**Image point annotation data:**
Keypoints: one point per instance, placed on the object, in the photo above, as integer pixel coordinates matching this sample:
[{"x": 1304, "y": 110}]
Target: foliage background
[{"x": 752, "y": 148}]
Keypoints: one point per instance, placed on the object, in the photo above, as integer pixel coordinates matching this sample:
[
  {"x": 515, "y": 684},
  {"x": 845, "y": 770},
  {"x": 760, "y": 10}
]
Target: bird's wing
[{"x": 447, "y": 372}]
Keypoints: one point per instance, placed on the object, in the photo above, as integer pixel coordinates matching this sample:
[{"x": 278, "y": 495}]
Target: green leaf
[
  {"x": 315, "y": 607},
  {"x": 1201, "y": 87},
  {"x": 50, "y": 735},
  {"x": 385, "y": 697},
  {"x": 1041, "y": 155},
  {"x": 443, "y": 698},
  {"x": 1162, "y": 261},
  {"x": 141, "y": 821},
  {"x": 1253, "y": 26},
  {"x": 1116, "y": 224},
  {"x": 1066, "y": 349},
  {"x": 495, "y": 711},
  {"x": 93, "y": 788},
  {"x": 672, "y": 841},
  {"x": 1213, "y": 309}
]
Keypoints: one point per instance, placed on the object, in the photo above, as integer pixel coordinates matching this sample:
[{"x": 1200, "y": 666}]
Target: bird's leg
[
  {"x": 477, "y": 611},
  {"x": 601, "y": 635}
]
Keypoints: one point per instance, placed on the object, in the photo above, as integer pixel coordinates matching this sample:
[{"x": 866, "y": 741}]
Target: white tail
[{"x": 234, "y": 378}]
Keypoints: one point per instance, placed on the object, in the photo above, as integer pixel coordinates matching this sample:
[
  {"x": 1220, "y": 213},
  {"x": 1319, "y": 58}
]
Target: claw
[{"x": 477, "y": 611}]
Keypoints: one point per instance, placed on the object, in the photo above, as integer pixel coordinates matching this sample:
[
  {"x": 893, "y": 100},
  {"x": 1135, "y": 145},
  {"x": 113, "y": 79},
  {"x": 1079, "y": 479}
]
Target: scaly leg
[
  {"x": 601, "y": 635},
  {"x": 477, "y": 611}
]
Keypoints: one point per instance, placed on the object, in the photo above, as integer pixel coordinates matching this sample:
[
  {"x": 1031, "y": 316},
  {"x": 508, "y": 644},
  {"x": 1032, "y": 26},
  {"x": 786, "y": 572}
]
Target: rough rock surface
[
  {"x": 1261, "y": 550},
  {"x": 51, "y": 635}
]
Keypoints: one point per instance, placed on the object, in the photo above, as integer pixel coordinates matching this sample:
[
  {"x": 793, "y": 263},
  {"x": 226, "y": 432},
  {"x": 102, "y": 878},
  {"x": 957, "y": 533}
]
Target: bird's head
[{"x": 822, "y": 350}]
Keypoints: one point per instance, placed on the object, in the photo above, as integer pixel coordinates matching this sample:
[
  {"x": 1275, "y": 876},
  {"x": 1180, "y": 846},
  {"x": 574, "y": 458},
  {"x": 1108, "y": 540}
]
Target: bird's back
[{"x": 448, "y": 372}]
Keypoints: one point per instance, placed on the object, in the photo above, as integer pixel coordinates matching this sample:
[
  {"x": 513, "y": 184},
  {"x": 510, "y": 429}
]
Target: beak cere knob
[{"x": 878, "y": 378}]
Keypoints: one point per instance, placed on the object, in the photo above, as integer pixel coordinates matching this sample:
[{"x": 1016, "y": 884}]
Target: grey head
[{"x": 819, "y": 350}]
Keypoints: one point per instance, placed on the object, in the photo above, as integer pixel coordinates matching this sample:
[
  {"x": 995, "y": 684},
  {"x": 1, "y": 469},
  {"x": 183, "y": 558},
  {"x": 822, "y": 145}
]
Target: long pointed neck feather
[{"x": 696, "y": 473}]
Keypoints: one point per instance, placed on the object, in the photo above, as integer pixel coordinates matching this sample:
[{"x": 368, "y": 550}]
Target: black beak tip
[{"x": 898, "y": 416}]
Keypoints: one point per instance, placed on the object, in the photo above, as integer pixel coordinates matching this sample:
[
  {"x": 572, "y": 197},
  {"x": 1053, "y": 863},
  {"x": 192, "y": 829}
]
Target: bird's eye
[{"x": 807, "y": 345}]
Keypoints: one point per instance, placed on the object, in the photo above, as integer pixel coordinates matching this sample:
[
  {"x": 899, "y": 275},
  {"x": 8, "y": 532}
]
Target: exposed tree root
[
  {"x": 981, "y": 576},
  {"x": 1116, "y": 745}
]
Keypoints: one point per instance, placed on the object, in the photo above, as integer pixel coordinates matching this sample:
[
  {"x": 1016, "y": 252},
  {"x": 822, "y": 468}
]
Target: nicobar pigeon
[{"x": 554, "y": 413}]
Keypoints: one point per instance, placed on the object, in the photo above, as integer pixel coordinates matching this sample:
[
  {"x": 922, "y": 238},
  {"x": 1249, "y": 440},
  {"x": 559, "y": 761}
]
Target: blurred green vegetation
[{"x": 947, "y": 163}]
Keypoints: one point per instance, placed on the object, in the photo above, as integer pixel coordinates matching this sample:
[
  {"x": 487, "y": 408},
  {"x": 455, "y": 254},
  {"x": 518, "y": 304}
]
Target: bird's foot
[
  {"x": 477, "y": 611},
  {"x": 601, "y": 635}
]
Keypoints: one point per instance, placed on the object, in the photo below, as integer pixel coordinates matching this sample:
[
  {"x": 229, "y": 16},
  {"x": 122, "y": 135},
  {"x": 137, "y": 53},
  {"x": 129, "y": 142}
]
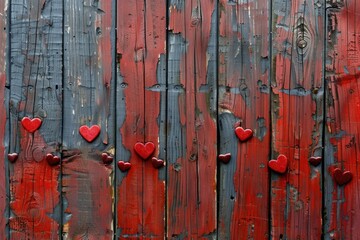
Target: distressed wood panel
[
  {"x": 87, "y": 182},
  {"x": 141, "y": 86},
  {"x": 244, "y": 101},
  {"x": 191, "y": 120},
  {"x": 4, "y": 115},
  {"x": 35, "y": 91},
  {"x": 342, "y": 204},
  {"x": 297, "y": 115}
]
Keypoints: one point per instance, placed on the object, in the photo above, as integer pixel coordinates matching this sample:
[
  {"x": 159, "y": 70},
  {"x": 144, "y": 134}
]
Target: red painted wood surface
[
  {"x": 35, "y": 91},
  {"x": 183, "y": 75},
  {"x": 141, "y": 190},
  {"x": 192, "y": 134},
  {"x": 297, "y": 114},
  {"x": 87, "y": 182},
  {"x": 4, "y": 187},
  {"x": 343, "y": 120},
  {"x": 244, "y": 101}
]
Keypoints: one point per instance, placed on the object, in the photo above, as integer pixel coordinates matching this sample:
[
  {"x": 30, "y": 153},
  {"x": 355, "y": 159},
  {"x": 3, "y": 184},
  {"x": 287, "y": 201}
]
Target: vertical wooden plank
[
  {"x": 191, "y": 121},
  {"x": 36, "y": 83},
  {"x": 155, "y": 121},
  {"x": 141, "y": 92},
  {"x": 4, "y": 115},
  {"x": 88, "y": 93},
  {"x": 342, "y": 204},
  {"x": 297, "y": 117},
  {"x": 244, "y": 101}
]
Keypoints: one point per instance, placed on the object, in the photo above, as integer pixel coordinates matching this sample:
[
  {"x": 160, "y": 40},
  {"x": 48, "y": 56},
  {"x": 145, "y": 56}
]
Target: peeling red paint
[{"x": 34, "y": 193}]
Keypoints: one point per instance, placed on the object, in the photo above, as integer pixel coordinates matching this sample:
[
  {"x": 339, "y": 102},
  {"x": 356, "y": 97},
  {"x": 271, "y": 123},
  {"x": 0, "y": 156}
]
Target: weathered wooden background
[{"x": 183, "y": 75}]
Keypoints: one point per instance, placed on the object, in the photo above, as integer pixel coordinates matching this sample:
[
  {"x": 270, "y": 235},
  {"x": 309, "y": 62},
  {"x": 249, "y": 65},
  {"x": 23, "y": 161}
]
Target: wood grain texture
[
  {"x": 191, "y": 120},
  {"x": 140, "y": 96},
  {"x": 4, "y": 115},
  {"x": 244, "y": 101},
  {"x": 87, "y": 182},
  {"x": 297, "y": 115},
  {"x": 35, "y": 91},
  {"x": 343, "y": 120}
]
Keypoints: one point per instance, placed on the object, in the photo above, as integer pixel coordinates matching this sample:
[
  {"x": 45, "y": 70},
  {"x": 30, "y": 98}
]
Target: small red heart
[
  {"x": 315, "y": 161},
  {"x": 157, "y": 163},
  {"x": 340, "y": 177},
  {"x": 12, "y": 157},
  {"x": 52, "y": 160},
  {"x": 279, "y": 165},
  {"x": 124, "y": 166},
  {"x": 144, "y": 150},
  {"x": 225, "y": 158},
  {"x": 89, "y": 134},
  {"x": 107, "y": 159},
  {"x": 243, "y": 134},
  {"x": 31, "y": 125}
]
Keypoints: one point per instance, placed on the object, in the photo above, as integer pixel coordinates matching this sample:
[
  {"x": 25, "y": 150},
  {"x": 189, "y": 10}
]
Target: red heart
[
  {"x": 144, "y": 150},
  {"x": 157, "y": 163},
  {"x": 89, "y": 134},
  {"x": 52, "y": 160},
  {"x": 279, "y": 165},
  {"x": 225, "y": 158},
  {"x": 107, "y": 159},
  {"x": 340, "y": 177},
  {"x": 31, "y": 125},
  {"x": 243, "y": 134},
  {"x": 12, "y": 157},
  {"x": 315, "y": 161},
  {"x": 124, "y": 166}
]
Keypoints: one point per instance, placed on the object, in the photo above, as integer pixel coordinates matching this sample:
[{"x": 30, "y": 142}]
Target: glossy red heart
[
  {"x": 144, "y": 150},
  {"x": 89, "y": 134},
  {"x": 12, "y": 157},
  {"x": 225, "y": 158},
  {"x": 340, "y": 177},
  {"x": 107, "y": 159},
  {"x": 315, "y": 161},
  {"x": 31, "y": 125},
  {"x": 279, "y": 165},
  {"x": 52, "y": 160},
  {"x": 124, "y": 166},
  {"x": 157, "y": 163},
  {"x": 243, "y": 134}
]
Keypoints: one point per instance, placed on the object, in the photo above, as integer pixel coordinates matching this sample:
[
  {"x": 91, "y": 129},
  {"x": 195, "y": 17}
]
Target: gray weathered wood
[
  {"x": 35, "y": 91},
  {"x": 88, "y": 100}
]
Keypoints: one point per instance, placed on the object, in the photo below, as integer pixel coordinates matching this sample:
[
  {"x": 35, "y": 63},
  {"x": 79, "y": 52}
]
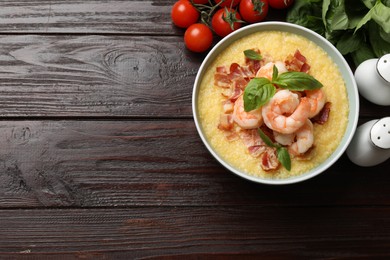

**Task goal:** Select every line of the data above that contains the word "heart", and copy each one in full.

**Result:**
Target: small red heart
Target: red heart
Target: glossy red heart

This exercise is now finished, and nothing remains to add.